### WHAT TO DO
Copy the lines of the items from the one containing "Target: flower head" through the last line, swapping "Point per instance" for "Point per object" and changing nothing else.

### Source records
---*---

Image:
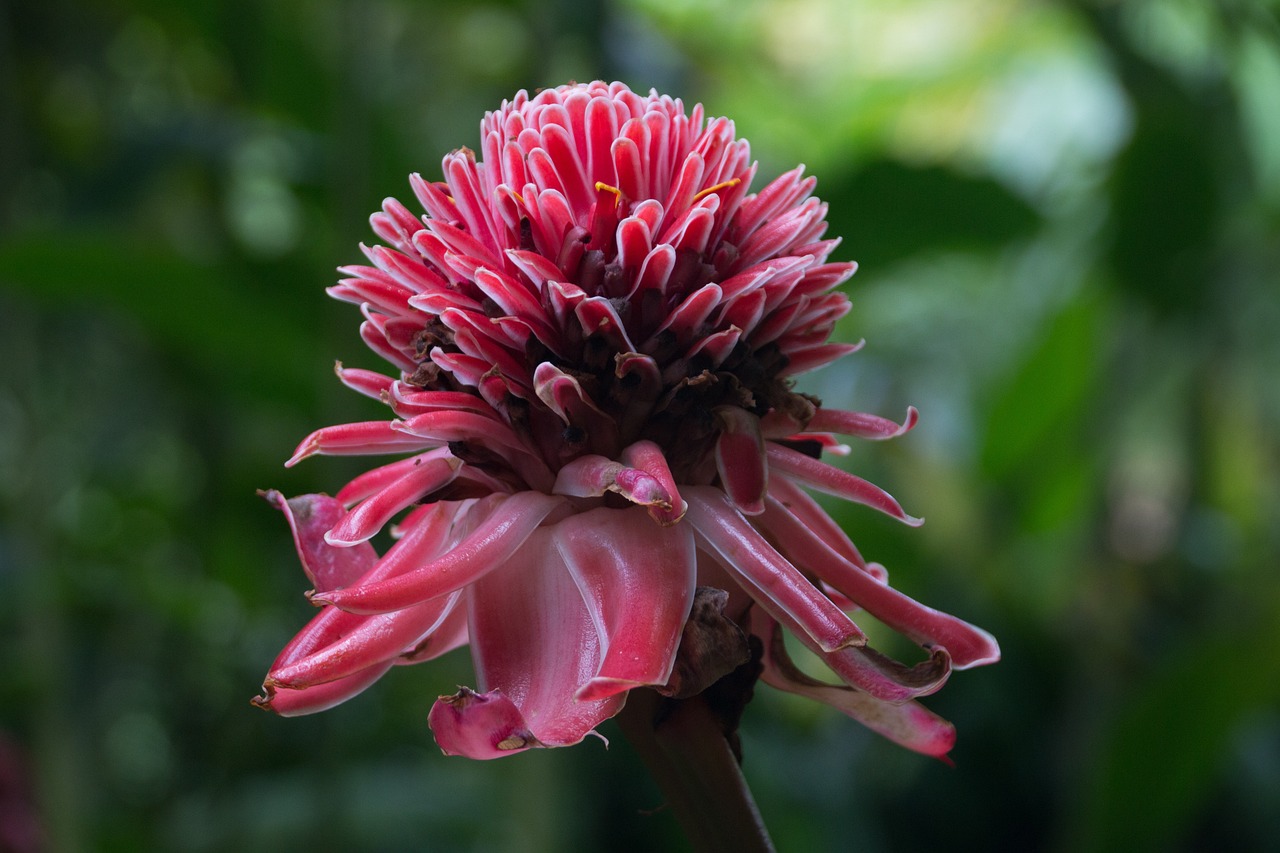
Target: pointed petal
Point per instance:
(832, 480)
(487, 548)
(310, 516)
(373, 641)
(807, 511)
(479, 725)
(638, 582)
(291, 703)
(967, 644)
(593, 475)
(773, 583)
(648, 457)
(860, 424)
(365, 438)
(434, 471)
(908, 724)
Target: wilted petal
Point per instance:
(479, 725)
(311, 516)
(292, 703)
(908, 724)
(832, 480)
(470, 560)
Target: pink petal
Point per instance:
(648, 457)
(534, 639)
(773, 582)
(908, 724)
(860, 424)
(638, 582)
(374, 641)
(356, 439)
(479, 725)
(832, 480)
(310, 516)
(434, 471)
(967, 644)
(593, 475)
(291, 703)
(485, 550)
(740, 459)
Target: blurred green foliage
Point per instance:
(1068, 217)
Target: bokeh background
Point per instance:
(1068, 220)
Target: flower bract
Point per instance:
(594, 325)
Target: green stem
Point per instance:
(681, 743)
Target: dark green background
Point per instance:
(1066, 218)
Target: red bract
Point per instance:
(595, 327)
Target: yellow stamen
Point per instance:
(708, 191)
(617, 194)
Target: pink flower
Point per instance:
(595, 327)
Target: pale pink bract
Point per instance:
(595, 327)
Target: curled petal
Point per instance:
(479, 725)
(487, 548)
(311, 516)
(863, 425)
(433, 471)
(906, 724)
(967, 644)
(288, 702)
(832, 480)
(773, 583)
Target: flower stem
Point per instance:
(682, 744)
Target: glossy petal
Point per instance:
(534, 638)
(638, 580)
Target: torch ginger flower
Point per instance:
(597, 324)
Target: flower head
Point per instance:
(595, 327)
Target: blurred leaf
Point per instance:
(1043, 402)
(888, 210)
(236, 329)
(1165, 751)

---*---

### COMPLETE OUTPUT
Target: flower head
Point per object:
(595, 327)
Target: blurred leaf
Point per object:
(1043, 402)
(888, 210)
(236, 329)
(1165, 751)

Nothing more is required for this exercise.